Investigate dynamicfee module behavior

[tbruyelle]

Problem Statement

Between blocks 6,965,515 and 6,965,686, the AtomOne blockchain experienced sustained high gas consumption (~66M gas per block, well above the 50M target), yet the gas price barely increased — only +1.9% over 15 blocks. This report investigates why the AIMD EIP-1559 algorithm fails to respond adequately to moderate but persistent congestion, and evaluates parameter changes to fix the issue.

Algorithm Overview

The dynamic fee module implements AIMD EIP-1559 with an adaptive learning rate. At the end of each block:

1. Learning rate (LR) update based on average gas consumption across a sliding window:

   • If avg ≤ gamma OR avg ≥ (1 - gamma) → LR increases additively: LR = min(MaxLR, Alpha + LR)
   • If gamma < avg < (1 - gamma) → LR decreases multiplicatively: LR = max(MinLR, Beta × LR)

2. Base gas price update using the current block's gas and the newly computed LR:

   adjustment = 1 + LR × (blockGas - targetGas) / targetGas
   newPrice = price × adjustment
   

Current Parameters

Parameter	Value	Description
Alpha	0.025	Additive LR increase
Beta	0.95	Multiplicative LR decrease
Gamma	0.25	Equilibrium band threshold
MinLearningRate	0.01	LR floor
MaxLearningRate	0.50	LR ceiling
Window	8	Sliding window size (blocks)
TargetBlockUtilization	0.5	Target = 50% of MaxBlockGas
MaxBlockGas	100,000,000	Maximum gas per block
MinBaseGasPrice	0.01	Price floor

Root Cause Analysis

The learning rate collapses to its minimum

With gamma = 0.25, the equilibrium band is [0.25, 0.75]. The LR only increases when average window utilization falls below 25% or exceeds 75%. During the congested period:

• Blocks consistently consume ~66M gas (66% of max)
• Window average utilization: 42–58% (varies as the window slides)
• This falls squarely inside the [0.25, 0.75] band
• Therefore the LR decreases every block: LR = 0.95 × LR
• After ~45 blocks, the LR bottoms out at MinLearningRate = 0.01

With LR = 0.01, price adjustments are negligible

blockGas    = 66,066,947
targetGas   = 50,000,000
adjustment  = 1 + 0.01 × (66M - 50M) / 50M
            = 1 + 0.01 × 0.3213
            = 1.003213  →  only +0.32% per block

Over 15 blocks: 1.003213^15 ≈ 1.049 → +4.9% total increase.

_EXERCISE OBJECTIVE_
Pick up the report on the dynamic fee module's gas price behavior after its final sentence and continue writing it. The data after this point comes from a different source than the report above.

_DATA SECTION_

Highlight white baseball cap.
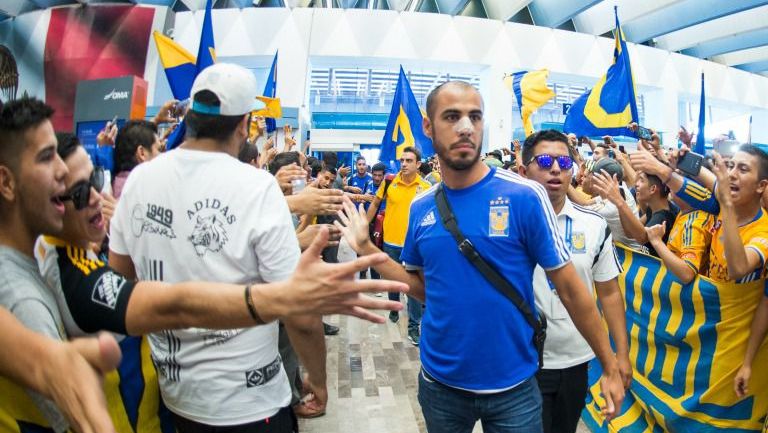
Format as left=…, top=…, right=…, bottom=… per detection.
left=190, top=63, right=264, bottom=116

_EXERCISE OUTPUT_
For comparison, with LR = 0.5 (the maximum), the same block would produce:

adjustment = 1 + 0.5 × 0.3213 = 1.1607  →  +16% per block

The paradox

The algorithm is designed so that utilization between 25% and 75% is considered "normal", triggering LR reduction for stability. But 66% utilization is 32% above the 50% target — this is meaningful congestion that should produce a price signal. The current parameterization treats it as equilibrium.

Parameter Analysis

MinLearningRate (floor for LR)

Raising MinLR provides a constant, bounded improvement. The price adjustment per block scales linearly with MinLR. With MinLR=0.05, every block above target produces at least a 0.05 × (gas - target) / target relative price change, regardless of how long the congestion has lasted.

• Predictable: the impact is always exactly MinLR / 0.01 times the current behavior
• No runaway risk: LR is capped, so the maximum per-block adjustment is bounded
• Drawback: does not adapt — responds the same whether congestion lasts 5 blocks or 500

Gamma (equilibrium band width)

Gamma controls when the algorithm considers utilization "abnormal" enough to increase the LR. Reducing gamma from 0.25 to 0.35 narrows the equilibrium band from [0.25, 0.75] to [0.35, 0.65].

• Adaptive: when window average exceeds 65%, the LR starts climbing, producing exponentially stronger price signals
• Self-correcting: once congestion subsides and avg drops below 65%, the LR decreases again
• Risk: if congestion persists, LR can climb to high values (0.29 for gamma=0.35, 0.47 for gamma=0.40), causing rapid price escalation

Window size

Reducing the window from 8 to 4 blocks alone has minimal impact (+16.4% vs +15.8%). The fundamental issue is the gamma band, not the averaging period. However, a smaller window combined with aggressive gamma (G=0.40+W=4) amplifies volatility to dangerous levels (+1805%).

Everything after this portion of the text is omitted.